═════ Records for the exercise ═════

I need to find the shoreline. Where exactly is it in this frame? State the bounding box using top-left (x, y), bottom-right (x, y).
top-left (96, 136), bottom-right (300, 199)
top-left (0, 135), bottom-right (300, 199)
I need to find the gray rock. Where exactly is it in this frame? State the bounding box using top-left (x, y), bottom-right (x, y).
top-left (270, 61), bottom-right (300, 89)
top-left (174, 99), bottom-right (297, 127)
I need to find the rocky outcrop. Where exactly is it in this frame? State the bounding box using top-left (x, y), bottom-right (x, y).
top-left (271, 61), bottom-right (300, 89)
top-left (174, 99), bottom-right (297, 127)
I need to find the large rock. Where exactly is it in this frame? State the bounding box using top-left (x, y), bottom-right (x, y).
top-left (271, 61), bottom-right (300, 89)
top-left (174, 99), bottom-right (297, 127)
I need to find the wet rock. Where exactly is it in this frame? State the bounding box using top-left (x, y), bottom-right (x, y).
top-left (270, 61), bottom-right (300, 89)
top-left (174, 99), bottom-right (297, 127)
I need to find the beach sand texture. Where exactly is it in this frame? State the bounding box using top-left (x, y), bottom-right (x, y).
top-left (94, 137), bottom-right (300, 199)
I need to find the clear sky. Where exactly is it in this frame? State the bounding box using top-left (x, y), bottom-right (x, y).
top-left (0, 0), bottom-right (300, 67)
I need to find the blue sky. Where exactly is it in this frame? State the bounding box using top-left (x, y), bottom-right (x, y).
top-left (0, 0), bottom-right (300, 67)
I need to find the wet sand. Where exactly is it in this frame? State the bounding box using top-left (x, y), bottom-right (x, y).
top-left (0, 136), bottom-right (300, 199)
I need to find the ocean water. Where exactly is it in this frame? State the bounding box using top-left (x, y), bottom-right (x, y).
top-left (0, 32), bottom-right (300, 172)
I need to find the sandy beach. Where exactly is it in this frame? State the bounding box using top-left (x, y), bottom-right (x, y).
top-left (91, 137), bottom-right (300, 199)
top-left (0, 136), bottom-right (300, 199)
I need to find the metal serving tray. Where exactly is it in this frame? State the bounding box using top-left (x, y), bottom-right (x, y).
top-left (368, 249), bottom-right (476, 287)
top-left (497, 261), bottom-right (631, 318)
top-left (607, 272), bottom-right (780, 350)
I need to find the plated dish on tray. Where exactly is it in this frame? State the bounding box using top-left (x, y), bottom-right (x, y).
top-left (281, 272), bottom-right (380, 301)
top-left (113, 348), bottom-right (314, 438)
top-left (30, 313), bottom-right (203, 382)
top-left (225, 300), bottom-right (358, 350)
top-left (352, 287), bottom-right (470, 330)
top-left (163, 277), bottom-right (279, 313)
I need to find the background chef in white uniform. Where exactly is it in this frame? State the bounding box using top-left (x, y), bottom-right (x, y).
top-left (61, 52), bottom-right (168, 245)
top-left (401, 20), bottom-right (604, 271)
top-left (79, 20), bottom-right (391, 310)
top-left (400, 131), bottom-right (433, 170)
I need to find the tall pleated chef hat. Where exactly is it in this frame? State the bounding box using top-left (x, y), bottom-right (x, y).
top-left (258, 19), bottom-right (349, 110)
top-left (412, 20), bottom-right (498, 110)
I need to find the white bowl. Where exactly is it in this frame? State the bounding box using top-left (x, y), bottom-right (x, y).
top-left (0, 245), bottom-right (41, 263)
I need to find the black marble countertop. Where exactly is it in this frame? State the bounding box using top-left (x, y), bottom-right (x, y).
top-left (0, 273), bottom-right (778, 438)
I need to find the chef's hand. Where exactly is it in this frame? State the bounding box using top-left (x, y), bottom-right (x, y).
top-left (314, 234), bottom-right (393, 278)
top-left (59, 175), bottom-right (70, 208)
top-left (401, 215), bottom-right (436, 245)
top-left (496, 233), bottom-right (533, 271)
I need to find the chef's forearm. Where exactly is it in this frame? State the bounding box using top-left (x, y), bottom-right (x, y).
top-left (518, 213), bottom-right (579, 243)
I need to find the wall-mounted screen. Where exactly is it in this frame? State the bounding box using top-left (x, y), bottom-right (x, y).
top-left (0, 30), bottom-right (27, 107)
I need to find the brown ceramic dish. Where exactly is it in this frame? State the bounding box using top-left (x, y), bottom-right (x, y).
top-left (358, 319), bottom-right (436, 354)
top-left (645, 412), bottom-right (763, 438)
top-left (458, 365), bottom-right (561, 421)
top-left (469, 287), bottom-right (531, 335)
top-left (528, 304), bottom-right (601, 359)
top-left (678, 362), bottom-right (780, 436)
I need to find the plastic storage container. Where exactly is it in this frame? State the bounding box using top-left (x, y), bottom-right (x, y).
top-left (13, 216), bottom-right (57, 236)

═════

| Objective |
Write out every line of the listing above as a numbered list, with no blank lines.

| Solution for this task |
1. I need to find the shoreline. Where exactly is it in this frame? State the bounding box using top-left (x, y), bottom-right (x, y).
2. top-left (96, 136), bottom-right (300, 199)
3. top-left (0, 135), bottom-right (300, 199)
4. I need to find the gray rock. Where exactly is it in this frame? State the bounding box using top-left (x, y), bottom-right (x, y).
5. top-left (270, 61), bottom-right (300, 89)
6. top-left (174, 99), bottom-right (297, 127)
7. I need to find the rocky outcrop. Where exactly is it in this frame? State the bounding box using top-left (x, y), bottom-right (x, y).
8. top-left (271, 61), bottom-right (300, 89)
9. top-left (174, 99), bottom-right (297, 127)
10. I need to find the large rock. Where exactly is it in this frame? State the bounding box using top-left (x, y), bottom-right (x, y).
11. top-left (271, 61), bottom-right (300, 89)
12. top-left (174, 99), bottom-right (297, 127)
13. I need to find the wet rock. Where exactly is it in this frame? State the bounding box using top-left (x, y), bottom-right (x, y).
14. top-left (270, 61), bottom-right (300, 89)
15. top-left (174, 99), bottom-right (297, 127)
16. I need to find the beach sand texture. Where exactly is it in this frame? State the bounding box using top-left (x, y), bottom-right (x, y).
17. top-left (94, 137), bottom-right (300, 199)
18. I need to find the clear sky. Where exactly is it in this frame? State the bounding box using top-left (x, y), bottom-right (x, y).
19. top-left (0, 0), bottom-right (300, 67)
20. I need to find the blue sky. Where exactly is it in this frame? State the bounding box using top-left (x, y), bottom-right (x, y).
21. top-left (0, 0), bottom-right (300, 67)
22. I need to find the wet sand. Where exactly is it in this frame? State the bounding box using top-left (x, y), bottom-right (x, y).
23. top-left (0, 136), bottom-right (300, 199)
24. I need to find the ocean water. Where exactly is it in this frame? State the bounding box using top-left (x, y), bottom-right (x, y).
25. top-left (0, 32), bottom-right (300, 172)
26. I need to find the sandy beach. Where exactly is it in this frame? State the bounding box using top-left (x, y), bottom-right (x, y).
27. top-left (91, 137), bottom-right (300, 199)
28. top-left (0, 136), bottom-right (300, 199)
29. I need to find the metal serving tray. Where exactly is it in this frame? State the bounding box using top-left (x, y), bottom-right (x, y).
30. top-left (368, 249), bottom-right (476, 287)
31. top-left (497, 261), bottom-right (631, 318)
32. top-left (607, 272), bottom-right (780, 350)
33. I need to find the plated dish on tray. Where exactly is it in this frame? State the bounding box using top-left (x, y), bottom-right (x, y).
34. top-left (281, 272), bottom-right (380, 301)
35. top-left (113, 348), bottom-right (314, 438)
36. top-left (30, 313), bottom-right (203, 382)
37. top-left (225, 300), bottom-right (358, 350)
38. top-left (352, 287), bottom-right (470, 330)
39. top-left (163, 277), bottom-right (279, 313)
40. I need to find the background chef in white uniform. Where exactly is it in this frame? State the bounding box using top-left (x, y), bottom-right (x, y).
41. top-left (61, 52), bottom-right (168, 245)
42. top-left (401, 20), bottom-right (604, 271)
43. top-left (79, 20), bottom-right (391, 310)
44. top-left (400, 131), bottom-right (433, 170)
45. I need to find the tall pleated chef hat. Where exactly is it in this frame? State the bounding box using top-left (x, y), bottom-right (x, y).
46. top-left (258, 19), bottom-right (349, 110)
47. top-left (412, 20), bottom-right (498, 110)
48. I need to find the white bowl. Where exactly is it in this frame? State the bounding box using top-left (x, y), bottom-right (x, y).
49. top-left (0, 245), bottom-right (41, 263)
50. I need to find the black marble countertop. Where exactly is it in this frame? State the bounding box using top-left (x, y), bottom-right (x, y).
51. top-left (0, 273), bottom-right (778, 438)
52. I need to find the chef's hand. Where exactly is it in this frame? State the bounding box using top-left (x, y), bottom-right (x, y).
53. top-left (314, 234), bottom-right (393, 278)
54. top-left (59, 175), bottom-right (70, 208)
55. top-left (401, 215), bottom-right (436, 245)
56. top-left (496, 233), bottom-right (533, 271)
57. I need to find the chef's forearm. Where exactly is it in this frame? State the bounding box using top-left (x, y), bottom-right (x, y).
58. top-left (518, 213), bottom-right (579, 243)
59. I need to find the wall-mounted screen. Where exactly is it in this frame? State the bounding box using top-left (x, y), bottom-right (x, y).
60. top-left (0, 30), bottom-right (27, 107)
61. I need to find the brown ceramic dish. Where exactly is it in this frame? State the bounding box using top-left (x, y), bottom-right (x, y).
62. top-left (358, 319), bottom-right (436, 354)
63. top-left (645, 412), bottom-right (763, 438)
64. top-left (458, 365), bottom-right (561, 421)
65. top-left (469, 287), bottom-right (531, 335)
66. top-left (528, 304), bottom-right (601, 359)
67. top-left (678, 362), bottom-right (780, 436)
68. I need to find the plastic storage container. Where exactly is it in this frame? State the bounding box using top-left (x, y), bottom-right (x, y).
69. top-left (13, 216), bottom-right (57, 236)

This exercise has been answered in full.